→ ТЕКСТ УПРАЖНЕНИЯ
Уже на первом курсе я познакомился с Майей Розановой-Кругликовой, будущей Марьей (имя она потом поменяла в эмиграции) Васильевной Розановой-Синявской, и наша тесная дружба продолжается и по сей день. На факультете о ней ходила присказка: “Будьте розовы и кругленьки, как Розанова-Кругликова”. Живая, общительная, с острым умом и языком — за ней всегда вился хвост поклонников. На какой-то лекции мы оказались сидящими рядом, и вдруг она взяла из моих рук записную книжку и стала ее проглядывать. Мне это не понравилось; но такова была ее манера при первом знакомстве ударять собеседника, так сказать, мордой об стол и наблюдать, как он на это прореагирует. Но речь о ней еще впереди.

Искусствоведческое отделение находилось тогда при филологическом факультете (вскоре нас перевели на исторический). Обязательным предметом была латынь. Вел ее человек по фамилии Домбровский. На первом занятии он прочитал нам лекцию об академике Марре. На втором — опять о Марре. На третьем начал что-то объяснять про латинские глаголы. На четвертое занятие он не пришел и больше на факультете не появлялся. Мы недоумевали, но ларчик просто открывался: как раз в это время вышла книга тов. Сталина “Марксизм и вопросы языкознания”, где подвергались критике идеалистические теории академика Марра. Домбровский исчез, и латынь у нас отменили. Так я и остался по сей день лингвистически необразованным.

Случай с Домбровским был не единственным. По обвинению в космополитизме был изгнан из университета профессор Борис Робертович Виппер, отправлен в лагеря преподаватель прикладного искусства Василенко. Это только на нашем небольшом отделении. На историческом факультете дела заворачивались еще круче. Была разоблачена и отправлена в лагеря группа студентов-комсомольцев. По доносу Халтурина посадили Женю Федорова. Кого еще? Интересующимся лучше обратиться к солидной литературе по таким вопросам, чем к моей дырявой памяти.

* * *

На нашем вечернем отделении публика подобралась в основном великовозрастная. Михаилу Львовичу Либерману было лет пятьдесят. Я отношу его к ряду тех в высшей степени незаурядных людей, с которыми мне посчастливилось познакомиться в течение жизни.

→ ПРЕДОСТАВЛЕННЫЕ СТРОКИ
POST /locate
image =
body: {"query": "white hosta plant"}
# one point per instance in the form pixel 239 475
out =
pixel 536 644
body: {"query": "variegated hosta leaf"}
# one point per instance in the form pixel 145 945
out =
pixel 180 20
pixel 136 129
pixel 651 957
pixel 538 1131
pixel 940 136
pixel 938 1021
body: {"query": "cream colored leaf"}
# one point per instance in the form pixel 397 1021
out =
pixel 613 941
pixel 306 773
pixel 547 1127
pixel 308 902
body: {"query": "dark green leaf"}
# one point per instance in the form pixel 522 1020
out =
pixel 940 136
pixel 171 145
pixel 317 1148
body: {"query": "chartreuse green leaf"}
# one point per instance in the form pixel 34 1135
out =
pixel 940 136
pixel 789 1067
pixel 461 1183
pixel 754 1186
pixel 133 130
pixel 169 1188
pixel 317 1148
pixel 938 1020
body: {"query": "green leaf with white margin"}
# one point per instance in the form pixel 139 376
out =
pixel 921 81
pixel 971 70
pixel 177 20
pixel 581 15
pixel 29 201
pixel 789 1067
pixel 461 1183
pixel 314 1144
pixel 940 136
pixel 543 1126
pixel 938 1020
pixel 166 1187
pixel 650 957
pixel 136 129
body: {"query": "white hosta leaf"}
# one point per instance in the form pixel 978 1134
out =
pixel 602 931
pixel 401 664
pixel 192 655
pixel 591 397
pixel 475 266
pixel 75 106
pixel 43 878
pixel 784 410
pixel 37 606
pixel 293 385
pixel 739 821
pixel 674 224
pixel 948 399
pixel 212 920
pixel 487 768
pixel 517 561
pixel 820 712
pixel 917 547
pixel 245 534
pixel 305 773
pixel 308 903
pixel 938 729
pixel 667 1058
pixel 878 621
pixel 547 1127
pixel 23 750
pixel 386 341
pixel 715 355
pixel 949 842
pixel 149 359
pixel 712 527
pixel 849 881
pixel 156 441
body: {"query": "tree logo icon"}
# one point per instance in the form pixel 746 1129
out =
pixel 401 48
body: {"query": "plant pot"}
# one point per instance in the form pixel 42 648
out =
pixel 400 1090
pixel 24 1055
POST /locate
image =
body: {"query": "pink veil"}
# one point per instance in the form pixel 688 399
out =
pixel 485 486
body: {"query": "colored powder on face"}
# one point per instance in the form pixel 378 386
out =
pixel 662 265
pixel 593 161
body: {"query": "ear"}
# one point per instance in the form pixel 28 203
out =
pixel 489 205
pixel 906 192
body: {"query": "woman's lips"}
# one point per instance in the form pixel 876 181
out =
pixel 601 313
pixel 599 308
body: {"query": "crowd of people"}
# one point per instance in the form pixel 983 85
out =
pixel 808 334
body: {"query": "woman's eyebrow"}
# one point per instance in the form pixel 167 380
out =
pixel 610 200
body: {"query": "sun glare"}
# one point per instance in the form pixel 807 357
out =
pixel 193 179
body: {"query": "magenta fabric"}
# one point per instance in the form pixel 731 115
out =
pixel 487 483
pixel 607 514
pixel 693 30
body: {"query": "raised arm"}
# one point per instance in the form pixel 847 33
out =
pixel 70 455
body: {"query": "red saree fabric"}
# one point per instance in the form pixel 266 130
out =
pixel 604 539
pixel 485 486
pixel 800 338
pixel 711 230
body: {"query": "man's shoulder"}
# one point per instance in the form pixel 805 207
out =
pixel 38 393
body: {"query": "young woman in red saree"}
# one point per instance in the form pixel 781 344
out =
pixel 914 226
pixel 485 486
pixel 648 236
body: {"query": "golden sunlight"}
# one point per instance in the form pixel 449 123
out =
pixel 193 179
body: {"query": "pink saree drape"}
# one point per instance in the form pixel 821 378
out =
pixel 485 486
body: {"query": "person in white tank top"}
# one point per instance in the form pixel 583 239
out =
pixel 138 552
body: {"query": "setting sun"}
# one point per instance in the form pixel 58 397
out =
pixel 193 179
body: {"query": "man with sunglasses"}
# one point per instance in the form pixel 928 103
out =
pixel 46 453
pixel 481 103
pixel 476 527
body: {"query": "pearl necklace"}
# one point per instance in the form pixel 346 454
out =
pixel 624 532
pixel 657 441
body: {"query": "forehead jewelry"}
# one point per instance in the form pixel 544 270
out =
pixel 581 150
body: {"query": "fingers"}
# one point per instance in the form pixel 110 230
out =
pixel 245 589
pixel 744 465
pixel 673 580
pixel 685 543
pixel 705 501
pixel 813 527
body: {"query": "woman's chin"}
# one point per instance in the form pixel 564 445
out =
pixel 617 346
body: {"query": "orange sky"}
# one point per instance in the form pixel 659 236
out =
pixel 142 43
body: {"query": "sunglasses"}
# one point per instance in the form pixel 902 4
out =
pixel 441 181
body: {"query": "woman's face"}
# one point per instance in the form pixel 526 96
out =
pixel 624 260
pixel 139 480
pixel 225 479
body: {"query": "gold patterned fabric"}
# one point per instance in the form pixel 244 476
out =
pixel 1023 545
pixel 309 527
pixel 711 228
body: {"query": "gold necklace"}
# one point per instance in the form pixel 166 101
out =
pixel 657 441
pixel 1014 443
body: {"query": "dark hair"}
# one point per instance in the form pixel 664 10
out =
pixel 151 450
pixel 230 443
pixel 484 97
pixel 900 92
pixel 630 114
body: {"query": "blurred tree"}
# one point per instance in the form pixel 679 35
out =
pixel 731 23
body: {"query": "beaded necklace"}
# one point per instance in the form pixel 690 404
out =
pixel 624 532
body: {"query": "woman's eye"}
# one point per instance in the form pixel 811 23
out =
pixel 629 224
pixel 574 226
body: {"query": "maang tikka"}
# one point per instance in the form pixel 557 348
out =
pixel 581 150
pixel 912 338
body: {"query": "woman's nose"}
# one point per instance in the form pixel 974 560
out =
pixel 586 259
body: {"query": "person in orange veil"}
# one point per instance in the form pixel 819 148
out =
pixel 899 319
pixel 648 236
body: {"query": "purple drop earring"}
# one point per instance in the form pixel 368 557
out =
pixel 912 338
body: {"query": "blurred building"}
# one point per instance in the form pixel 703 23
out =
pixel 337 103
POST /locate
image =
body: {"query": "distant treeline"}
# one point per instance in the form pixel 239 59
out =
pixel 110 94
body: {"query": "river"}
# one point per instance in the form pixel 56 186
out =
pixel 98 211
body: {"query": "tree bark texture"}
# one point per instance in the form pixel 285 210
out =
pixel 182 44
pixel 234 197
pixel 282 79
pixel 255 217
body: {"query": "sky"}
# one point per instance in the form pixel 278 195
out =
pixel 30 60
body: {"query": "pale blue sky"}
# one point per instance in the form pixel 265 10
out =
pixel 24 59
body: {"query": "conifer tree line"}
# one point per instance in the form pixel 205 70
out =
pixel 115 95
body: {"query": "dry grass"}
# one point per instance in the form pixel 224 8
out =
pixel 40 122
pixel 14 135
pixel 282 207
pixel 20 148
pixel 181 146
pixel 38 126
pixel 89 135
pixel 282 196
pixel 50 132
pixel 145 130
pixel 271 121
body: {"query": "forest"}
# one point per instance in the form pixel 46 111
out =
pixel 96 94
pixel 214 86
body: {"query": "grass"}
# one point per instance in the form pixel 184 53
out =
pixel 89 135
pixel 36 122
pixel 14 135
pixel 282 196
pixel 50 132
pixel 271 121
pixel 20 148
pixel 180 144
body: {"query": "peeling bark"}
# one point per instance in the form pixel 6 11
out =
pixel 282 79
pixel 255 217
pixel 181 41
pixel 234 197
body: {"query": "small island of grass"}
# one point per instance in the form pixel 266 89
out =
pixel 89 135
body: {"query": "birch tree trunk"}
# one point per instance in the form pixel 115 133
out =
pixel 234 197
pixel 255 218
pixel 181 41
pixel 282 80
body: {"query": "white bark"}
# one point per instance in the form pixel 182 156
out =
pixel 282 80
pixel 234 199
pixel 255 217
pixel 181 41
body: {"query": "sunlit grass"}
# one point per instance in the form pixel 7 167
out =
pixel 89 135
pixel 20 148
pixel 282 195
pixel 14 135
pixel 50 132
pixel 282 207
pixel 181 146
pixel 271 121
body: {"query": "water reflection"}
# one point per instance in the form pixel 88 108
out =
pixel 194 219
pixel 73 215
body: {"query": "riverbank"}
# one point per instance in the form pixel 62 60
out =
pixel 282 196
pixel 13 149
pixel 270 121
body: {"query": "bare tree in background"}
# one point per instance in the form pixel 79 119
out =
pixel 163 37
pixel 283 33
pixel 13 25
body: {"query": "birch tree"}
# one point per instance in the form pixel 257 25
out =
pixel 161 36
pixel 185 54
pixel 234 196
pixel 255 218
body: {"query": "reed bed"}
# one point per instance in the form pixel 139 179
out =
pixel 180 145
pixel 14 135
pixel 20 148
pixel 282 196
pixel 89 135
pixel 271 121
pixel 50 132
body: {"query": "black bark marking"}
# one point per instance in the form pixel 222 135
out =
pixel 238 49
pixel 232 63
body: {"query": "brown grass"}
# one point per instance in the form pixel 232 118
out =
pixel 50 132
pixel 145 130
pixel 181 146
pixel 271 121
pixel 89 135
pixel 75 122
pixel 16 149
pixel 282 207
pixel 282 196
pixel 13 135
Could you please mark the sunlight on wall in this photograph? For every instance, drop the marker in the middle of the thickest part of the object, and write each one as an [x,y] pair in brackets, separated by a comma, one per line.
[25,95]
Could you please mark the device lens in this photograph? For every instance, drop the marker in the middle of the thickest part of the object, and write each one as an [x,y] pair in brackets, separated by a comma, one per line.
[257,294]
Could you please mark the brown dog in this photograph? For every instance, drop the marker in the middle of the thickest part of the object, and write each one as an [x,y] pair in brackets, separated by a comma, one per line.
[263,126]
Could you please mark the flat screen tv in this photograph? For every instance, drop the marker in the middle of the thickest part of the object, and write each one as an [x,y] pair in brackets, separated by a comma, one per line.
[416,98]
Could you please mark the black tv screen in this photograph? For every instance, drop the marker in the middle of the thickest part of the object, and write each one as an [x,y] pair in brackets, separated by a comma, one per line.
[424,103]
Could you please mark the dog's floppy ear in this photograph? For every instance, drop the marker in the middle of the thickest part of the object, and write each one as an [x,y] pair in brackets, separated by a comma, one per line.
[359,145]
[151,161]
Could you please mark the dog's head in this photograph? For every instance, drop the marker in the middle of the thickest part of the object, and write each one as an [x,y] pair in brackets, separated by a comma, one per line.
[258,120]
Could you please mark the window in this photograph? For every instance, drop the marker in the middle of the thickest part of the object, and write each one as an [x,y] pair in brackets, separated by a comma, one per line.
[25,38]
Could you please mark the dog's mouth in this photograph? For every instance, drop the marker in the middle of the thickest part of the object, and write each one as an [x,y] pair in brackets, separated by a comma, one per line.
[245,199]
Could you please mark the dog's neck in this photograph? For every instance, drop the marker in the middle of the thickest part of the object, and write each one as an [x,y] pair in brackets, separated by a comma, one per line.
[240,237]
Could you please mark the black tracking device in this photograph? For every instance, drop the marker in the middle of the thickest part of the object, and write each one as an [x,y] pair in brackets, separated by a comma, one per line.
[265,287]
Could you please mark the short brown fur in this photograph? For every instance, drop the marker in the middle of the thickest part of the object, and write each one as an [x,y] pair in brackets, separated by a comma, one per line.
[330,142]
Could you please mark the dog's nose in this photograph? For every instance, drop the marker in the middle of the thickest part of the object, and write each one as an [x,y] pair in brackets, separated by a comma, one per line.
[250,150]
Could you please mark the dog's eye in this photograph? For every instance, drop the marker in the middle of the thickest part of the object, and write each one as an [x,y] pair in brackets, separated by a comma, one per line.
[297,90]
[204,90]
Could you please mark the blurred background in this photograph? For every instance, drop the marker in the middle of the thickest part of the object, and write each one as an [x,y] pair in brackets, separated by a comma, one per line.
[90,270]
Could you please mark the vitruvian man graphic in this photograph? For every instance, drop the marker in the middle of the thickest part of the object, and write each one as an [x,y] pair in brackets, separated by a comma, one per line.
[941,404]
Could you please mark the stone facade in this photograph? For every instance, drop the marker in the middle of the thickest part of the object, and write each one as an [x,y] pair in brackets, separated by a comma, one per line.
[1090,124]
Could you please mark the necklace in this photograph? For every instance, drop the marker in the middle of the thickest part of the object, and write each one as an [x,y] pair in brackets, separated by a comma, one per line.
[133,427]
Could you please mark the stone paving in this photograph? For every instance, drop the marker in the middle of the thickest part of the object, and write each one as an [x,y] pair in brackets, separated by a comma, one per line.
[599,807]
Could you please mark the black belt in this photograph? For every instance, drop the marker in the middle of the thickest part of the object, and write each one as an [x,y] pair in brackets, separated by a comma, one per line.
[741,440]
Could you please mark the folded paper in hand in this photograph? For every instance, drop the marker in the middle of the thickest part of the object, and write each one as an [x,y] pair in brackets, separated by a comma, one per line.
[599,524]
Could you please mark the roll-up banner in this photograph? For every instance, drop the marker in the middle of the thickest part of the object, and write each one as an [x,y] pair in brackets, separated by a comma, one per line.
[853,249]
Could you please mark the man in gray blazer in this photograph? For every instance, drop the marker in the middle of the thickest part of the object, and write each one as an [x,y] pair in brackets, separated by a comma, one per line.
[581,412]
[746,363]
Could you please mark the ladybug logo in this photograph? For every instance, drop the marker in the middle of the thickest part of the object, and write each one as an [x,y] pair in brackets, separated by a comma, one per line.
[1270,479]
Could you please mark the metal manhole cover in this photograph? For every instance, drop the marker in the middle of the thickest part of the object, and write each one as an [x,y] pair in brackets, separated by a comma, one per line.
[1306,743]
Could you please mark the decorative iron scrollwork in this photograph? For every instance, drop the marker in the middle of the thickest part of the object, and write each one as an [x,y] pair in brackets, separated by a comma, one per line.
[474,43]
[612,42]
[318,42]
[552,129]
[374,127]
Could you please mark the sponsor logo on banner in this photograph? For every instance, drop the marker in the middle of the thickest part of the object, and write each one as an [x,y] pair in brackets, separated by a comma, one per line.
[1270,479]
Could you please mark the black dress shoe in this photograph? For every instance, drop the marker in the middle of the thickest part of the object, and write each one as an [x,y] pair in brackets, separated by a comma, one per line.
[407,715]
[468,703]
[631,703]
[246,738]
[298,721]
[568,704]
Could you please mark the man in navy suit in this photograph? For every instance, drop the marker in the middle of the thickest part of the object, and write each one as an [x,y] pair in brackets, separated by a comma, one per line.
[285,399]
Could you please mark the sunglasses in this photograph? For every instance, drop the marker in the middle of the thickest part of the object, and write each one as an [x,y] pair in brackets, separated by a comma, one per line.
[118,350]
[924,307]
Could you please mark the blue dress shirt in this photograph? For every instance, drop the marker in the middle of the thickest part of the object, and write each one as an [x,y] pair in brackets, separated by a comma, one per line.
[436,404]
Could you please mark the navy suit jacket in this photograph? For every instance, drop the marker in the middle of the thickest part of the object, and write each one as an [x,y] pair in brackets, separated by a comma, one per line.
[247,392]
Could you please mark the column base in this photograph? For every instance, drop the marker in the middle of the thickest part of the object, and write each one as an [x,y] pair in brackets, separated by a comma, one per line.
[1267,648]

→ ЗАДАНИЕ A
Изложите воспоминания о студенческих годах в двух предложениях.
→ ЗАДАНИЕ B
Продолжите воспоминания о студенческих годах, начав сразу после последнего приведенного предложения.
Строки для работы не понадобятся.

→ ОТВЕТ К ЗАДАНИЮ A
Рассказчик вспоминает, как на первом курсе познакомился с Майей Розановой-Кругликовой, и как преподаватель латыни Домбровский перестал появляться на факультете после выхода книги Сталина «Марксизм и вопросы языкознания», а латынь отменили. Из университета изгнали профессора Виппера, преподавателя Василенко отправили в лагеря, а на вечернем отделении учились в основном великовозрастные люди, среди которых был незаурядный Михаил Львович Либерман.

→ ОТВЕТ К ЗАДАНИЮ B
Михаил Львович был художник (ученик Петрова-Водкина), архитектор, реставратор, строитель, библиофил. Главным его hobby было тогда искусствоведение, что и привело его в университет. Он жил где-то на Мещанской недалеко от Колхозной площади на первом этаже небольшого дома, спроектированного им самим, где устроил нечто вроде семинара по изучению истории искусств, на который приглашал студентов из нашей университетской группы и всех желающих. Его библиотека включала уникальное собрание изданий русских футуристов, которые он начал собирать в начале 20-х, а позже обменивался книгами с Крученых — тоже страстным коллекционером, с которым дружил, и другими еще живыми тогда авангардистами (после его смерти это собрание перешло по завещанию в Тургеневскую библиотеку). Михаил Львович собирал также репродукции произведений всего мирового искусства. Он фотографировал или вырезал их из старых книг и альбомов; он даже научил меня расслаивать книжную страницу, если репродукции находились на двух ее сторонах. Это его собрание насчитывало тысячи, если не десятки тысяч единиц. Спал он два часа в сутки, говорил, что этого ему вполне хватало.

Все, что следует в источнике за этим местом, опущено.